- TO DO
Copy out the data below word for word, from the line with "In the photo above, where can the white sail be" through the end of the data.

- DATA FOR THIS EXERCISE
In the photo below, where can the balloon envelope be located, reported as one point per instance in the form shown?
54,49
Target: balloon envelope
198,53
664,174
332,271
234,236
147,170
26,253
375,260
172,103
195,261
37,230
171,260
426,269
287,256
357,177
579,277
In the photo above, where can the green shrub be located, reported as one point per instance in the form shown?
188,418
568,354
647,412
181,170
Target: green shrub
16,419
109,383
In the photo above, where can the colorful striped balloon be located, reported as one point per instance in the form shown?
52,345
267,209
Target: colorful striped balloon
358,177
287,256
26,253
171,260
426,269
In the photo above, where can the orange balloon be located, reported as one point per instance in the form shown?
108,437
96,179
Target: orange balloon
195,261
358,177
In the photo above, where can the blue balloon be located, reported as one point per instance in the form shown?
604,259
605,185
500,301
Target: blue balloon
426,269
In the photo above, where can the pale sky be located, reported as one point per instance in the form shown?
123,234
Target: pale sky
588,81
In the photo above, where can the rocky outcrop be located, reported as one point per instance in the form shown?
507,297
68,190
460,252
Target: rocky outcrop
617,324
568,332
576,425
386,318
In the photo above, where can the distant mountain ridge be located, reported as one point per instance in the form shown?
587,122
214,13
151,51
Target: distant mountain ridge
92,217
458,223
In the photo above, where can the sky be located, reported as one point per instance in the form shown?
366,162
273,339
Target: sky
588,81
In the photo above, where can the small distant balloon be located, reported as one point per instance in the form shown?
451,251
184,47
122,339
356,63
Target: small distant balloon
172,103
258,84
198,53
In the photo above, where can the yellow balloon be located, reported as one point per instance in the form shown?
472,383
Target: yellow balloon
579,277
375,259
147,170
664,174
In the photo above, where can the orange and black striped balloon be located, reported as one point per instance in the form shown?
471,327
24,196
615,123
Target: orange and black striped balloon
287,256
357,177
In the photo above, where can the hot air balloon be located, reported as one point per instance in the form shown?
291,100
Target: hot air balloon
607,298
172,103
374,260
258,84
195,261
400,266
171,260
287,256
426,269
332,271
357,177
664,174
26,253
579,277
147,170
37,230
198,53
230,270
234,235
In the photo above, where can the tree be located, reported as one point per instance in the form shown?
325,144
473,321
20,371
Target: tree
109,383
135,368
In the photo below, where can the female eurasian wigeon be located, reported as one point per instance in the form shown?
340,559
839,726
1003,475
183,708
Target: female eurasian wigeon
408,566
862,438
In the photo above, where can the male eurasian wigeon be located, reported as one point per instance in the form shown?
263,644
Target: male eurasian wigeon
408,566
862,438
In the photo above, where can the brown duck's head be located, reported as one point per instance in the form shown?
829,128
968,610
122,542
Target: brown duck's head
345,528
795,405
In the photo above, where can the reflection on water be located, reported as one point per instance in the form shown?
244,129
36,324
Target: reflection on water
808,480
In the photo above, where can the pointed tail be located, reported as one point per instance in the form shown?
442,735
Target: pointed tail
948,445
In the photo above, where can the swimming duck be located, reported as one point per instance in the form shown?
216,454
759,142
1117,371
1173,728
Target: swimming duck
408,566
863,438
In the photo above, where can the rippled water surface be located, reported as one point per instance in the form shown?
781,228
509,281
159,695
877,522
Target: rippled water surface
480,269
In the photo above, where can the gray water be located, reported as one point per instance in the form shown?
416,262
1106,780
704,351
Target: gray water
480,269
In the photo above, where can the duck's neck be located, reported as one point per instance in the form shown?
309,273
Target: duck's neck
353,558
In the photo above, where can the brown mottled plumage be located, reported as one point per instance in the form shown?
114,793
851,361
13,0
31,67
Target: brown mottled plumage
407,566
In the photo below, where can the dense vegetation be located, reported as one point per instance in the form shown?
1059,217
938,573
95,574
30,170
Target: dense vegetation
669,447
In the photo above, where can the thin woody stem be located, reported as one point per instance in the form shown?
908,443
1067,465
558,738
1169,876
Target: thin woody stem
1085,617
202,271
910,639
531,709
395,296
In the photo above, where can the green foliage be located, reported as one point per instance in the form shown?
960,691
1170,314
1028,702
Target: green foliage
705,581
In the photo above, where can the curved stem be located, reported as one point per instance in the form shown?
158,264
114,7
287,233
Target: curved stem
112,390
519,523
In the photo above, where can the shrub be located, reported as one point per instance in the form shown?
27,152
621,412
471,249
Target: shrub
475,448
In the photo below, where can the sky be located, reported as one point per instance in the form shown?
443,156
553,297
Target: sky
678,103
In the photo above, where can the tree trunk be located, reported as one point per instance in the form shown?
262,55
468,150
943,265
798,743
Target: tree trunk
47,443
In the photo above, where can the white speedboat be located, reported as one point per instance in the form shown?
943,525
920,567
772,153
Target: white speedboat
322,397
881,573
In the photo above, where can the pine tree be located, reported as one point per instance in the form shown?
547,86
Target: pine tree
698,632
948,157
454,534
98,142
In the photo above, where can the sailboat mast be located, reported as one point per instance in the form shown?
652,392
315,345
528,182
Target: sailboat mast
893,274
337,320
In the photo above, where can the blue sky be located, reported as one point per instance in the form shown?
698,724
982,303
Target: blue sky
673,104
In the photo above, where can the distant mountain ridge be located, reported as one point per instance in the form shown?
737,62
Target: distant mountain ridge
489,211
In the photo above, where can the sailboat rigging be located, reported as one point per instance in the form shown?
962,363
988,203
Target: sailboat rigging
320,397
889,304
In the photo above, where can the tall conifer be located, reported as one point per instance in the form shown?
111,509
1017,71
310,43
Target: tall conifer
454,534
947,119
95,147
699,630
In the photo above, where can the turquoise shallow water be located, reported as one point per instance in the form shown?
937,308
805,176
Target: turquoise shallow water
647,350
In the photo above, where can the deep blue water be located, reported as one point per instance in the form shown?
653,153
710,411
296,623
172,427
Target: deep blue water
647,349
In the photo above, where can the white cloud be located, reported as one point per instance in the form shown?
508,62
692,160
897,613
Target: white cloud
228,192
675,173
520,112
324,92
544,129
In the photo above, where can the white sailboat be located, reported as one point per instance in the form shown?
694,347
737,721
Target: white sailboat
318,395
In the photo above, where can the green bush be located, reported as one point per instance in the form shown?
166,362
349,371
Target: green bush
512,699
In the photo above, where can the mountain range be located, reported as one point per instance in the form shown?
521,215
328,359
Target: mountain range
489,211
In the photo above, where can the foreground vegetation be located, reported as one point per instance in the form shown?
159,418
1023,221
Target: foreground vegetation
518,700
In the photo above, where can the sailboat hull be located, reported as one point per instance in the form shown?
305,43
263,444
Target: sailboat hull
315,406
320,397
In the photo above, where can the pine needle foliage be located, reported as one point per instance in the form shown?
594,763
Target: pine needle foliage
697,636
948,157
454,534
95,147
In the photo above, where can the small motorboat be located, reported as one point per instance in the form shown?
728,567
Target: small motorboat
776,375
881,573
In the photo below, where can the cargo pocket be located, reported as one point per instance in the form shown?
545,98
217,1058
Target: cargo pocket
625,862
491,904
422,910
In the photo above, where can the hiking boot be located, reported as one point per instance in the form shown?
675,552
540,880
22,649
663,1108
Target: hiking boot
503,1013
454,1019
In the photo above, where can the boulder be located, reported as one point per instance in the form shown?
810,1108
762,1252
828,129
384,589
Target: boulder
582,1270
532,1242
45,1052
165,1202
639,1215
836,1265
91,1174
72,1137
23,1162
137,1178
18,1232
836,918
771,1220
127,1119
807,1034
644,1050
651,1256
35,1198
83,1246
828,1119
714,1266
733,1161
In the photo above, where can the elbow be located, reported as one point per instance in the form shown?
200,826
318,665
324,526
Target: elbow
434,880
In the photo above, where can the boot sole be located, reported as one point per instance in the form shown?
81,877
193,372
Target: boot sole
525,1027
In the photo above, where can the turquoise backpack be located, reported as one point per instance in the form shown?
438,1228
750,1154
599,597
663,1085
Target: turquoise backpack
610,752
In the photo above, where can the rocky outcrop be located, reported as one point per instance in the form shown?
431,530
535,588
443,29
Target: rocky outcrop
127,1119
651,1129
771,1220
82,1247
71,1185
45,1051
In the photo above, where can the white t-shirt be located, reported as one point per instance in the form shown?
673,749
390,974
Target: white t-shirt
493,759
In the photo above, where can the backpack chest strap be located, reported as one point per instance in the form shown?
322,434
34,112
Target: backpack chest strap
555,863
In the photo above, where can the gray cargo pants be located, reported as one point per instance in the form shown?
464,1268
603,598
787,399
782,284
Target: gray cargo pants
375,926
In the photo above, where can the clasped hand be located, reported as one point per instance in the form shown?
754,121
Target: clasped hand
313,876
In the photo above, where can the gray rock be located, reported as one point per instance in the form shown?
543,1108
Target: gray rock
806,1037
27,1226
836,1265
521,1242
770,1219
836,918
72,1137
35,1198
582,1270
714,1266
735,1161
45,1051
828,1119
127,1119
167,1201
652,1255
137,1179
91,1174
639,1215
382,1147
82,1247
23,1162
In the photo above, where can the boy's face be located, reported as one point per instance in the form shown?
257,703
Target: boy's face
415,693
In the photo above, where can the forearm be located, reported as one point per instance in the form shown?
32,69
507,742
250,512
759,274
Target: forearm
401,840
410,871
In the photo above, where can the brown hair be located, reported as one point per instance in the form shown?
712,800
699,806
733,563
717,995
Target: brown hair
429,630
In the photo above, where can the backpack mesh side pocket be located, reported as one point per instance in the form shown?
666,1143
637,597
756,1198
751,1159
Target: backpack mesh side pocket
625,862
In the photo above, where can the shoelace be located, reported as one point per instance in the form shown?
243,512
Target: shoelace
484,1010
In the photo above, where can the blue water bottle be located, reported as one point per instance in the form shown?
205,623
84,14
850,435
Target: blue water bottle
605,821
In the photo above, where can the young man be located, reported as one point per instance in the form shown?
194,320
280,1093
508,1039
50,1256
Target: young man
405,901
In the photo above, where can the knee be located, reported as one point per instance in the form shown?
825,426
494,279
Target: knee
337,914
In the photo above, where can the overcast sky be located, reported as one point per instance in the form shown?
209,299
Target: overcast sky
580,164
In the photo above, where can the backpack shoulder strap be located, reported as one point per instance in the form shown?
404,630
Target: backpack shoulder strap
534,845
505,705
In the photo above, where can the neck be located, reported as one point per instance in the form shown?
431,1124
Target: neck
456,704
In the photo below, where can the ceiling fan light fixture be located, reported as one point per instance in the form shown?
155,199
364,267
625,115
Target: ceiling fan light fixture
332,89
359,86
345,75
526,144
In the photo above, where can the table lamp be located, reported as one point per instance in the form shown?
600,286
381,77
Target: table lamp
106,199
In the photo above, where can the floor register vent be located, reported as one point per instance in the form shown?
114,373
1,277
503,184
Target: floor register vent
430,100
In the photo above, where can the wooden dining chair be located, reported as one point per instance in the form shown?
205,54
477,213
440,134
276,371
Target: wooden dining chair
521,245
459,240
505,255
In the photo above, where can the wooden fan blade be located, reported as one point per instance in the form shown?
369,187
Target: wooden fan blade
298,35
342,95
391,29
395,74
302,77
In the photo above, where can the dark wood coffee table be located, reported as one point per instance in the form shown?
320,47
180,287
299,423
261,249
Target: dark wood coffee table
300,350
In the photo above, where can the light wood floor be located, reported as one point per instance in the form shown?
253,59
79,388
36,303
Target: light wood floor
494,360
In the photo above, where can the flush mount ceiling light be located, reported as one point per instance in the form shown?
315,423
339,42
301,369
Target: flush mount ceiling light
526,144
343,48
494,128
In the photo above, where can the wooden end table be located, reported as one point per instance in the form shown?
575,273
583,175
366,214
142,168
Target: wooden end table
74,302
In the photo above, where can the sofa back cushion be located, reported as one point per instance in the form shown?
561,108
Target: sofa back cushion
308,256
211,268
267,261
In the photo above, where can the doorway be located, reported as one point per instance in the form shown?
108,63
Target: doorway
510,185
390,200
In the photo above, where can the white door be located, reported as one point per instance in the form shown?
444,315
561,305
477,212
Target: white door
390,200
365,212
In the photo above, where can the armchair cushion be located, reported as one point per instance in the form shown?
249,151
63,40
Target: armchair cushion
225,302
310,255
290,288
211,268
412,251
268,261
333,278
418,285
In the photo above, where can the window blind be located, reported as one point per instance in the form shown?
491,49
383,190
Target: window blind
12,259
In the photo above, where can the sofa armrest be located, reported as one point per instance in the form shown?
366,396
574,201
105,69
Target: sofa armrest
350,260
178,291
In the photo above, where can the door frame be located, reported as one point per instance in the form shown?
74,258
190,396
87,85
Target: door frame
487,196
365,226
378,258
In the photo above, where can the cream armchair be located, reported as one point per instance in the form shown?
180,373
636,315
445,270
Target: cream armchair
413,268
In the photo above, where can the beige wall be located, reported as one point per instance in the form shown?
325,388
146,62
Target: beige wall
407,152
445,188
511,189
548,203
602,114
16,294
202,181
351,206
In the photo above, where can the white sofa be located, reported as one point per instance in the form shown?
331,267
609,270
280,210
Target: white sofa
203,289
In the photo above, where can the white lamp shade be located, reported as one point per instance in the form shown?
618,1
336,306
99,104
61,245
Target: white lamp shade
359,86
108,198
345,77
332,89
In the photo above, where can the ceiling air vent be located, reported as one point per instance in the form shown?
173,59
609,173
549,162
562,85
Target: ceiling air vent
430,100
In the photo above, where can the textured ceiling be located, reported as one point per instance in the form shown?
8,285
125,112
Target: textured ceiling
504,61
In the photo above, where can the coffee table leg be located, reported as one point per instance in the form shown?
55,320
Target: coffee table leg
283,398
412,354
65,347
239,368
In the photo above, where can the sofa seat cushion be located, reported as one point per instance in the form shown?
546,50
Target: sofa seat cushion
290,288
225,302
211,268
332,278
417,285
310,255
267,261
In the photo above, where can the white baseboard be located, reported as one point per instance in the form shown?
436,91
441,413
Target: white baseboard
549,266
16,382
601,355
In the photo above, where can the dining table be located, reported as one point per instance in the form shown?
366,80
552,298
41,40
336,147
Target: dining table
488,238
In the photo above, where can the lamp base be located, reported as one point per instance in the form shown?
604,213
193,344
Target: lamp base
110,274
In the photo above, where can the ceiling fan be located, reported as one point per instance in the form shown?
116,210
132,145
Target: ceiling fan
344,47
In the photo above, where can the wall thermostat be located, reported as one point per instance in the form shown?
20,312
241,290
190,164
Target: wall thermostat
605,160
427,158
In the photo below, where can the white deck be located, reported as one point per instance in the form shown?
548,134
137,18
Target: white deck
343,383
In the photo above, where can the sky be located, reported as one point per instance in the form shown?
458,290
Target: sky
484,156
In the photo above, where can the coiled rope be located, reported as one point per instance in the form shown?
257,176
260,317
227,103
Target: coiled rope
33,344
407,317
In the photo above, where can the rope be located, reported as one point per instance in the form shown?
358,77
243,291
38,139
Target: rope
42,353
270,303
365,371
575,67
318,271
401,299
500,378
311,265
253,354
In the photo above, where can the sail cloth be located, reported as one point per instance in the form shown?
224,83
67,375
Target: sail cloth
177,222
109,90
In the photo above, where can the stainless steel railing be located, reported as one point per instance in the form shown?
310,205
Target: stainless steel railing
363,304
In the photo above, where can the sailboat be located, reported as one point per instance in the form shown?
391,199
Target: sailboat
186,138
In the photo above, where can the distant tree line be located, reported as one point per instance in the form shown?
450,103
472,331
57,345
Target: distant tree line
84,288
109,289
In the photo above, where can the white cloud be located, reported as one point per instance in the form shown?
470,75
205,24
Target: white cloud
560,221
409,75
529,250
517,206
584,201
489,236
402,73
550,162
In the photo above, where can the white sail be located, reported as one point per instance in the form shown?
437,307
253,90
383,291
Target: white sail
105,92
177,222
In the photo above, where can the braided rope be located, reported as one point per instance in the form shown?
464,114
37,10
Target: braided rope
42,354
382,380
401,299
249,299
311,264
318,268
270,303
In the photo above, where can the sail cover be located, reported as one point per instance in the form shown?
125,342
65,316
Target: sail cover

- EXERCISE SOLUTION
In the photo above, where can the white sail be located, reported as one point per instance in the form shown?
437,307
253,90
383,291
Target: white sail
105,92
177,222
In the photo above, where can the braided rope be located, reported as one point per instance in the form shown?
464,114
37,10
Target: braided rope
42,354
382,380
401,299
249,299
311,264
318,268
270,303
In the photo above, where can the sail cover be located, reported as one point per instance in the form shown?
125,342
65,316
Target: sail cover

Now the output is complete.